# Got mirror casting to work on my S7 despite no MHL....



## johnspack (Jan 28, 2019)

Seems they removed MHL support after the S6 series...  I did not know that.  I just wanted to send my screen and audio from my S7 to my monitor or av receiver.  Bought one of those silly Chromecast things...  and after 
messing with it a lot discovered it has a mirror function that works perfect.  There are just a few fussy apps that require me to shut down the mirror and use the chromecast button instead.  But basically I can send everything
to my 27" monitor and my av receiver with my akg headphones!   Just thought I should put that out there for Galaxy S7+ owners....


----------



## Mussels (Jan 28, 2019)

This is pretty well known, the catch is that there is quite a lot of lag/delay making it less useful for a lot of tasks.

MHL/HDMI support is dying off, which is sad cause it was pretty useful.


----------



## Vya Domus (Jan 28, 2019)

If you have a Samsung smart TV you can also mirror the screen without having to  buy anything else.


----------



## johnspack (Jan 28, 2019)

You know how much a samsung smart tv costs?  Especially when we have to use digital boxes up here...  they are pointless.
I had an MHL cable ready to go too...  had to bring it back.  I think it's stupid they removed that ability.
Oh and new chromecast devices work on 5g,  so not so much lag as I can see.


----------



## Steevo (Jan 29, 2019)

johnspack said:


> You know how much a samsung smart tv costs?  Especially when we have to use digital boxes up here...  they are pointless.
> I had an MHL cable ready to go too...  had to bring it back.  I think it's stupid they removed that ability.
> Oh and new chromecast devices work on 5g,  so not so much lag as I can see.




I got a Samsung smart 50 inch 4K HDR after Christmas for 349.99 plus 5% off at Best buy. I can watch TV on my phone and use my phone as a remote.


----------



## johnspack (Jan 29, 2019)

My chromecast cost 60can after tax and works on any monitor in the house and my av receiver.  My phone also can be a remote control.  Much cheaper....


----------

PROVIDED DATA -
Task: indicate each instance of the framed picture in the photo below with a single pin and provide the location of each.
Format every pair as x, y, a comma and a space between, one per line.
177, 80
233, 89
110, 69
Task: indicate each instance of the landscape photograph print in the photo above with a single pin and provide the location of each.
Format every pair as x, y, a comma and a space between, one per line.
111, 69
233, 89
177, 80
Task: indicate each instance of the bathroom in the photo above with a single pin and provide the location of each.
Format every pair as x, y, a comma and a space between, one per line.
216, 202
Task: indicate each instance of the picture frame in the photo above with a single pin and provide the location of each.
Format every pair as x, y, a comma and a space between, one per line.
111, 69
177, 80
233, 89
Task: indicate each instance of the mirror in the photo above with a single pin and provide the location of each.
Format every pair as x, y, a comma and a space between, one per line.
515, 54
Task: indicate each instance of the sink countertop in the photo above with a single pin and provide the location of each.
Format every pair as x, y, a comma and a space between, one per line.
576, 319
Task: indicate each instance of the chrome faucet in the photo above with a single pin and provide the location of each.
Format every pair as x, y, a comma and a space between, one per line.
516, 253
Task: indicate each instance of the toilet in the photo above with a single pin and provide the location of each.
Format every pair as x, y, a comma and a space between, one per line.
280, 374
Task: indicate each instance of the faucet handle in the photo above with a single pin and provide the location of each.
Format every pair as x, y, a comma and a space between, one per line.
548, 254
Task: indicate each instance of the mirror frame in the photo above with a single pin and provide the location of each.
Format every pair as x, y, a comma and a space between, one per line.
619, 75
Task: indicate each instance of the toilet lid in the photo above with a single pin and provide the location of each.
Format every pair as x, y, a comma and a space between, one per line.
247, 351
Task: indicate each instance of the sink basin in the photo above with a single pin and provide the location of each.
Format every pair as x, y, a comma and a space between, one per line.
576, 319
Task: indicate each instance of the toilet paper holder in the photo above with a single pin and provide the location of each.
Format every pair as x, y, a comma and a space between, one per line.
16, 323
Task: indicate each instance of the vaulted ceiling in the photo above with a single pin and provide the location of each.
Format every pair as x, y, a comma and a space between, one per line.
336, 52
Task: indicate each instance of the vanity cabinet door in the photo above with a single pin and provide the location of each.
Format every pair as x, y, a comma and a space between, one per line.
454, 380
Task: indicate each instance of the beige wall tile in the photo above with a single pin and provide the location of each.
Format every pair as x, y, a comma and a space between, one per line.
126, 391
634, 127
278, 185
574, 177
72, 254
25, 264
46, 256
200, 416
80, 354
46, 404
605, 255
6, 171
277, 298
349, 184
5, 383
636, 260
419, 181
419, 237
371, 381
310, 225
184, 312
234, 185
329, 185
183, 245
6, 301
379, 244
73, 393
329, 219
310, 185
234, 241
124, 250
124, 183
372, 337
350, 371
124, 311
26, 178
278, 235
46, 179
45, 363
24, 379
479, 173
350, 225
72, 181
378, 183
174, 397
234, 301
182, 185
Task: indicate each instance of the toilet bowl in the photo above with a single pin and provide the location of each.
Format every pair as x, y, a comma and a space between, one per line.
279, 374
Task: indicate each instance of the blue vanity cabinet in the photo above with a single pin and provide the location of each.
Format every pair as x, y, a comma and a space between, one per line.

TASK DESCRIPTION - In the forum thread about mirror casting on the S7 above, why did johnspack buy a Chromecast to get his phone's screen and audio onto his monitor or AV receiver?

ANSWER FOR THE TASK - MHL support was removed after the S6 series, so his S7 couldn't use an MHL cable. He had to return the one he had bought. He wanted another way to send his screen and audio to his monitor or AV receiver, and the Chromecast's mirror function did that.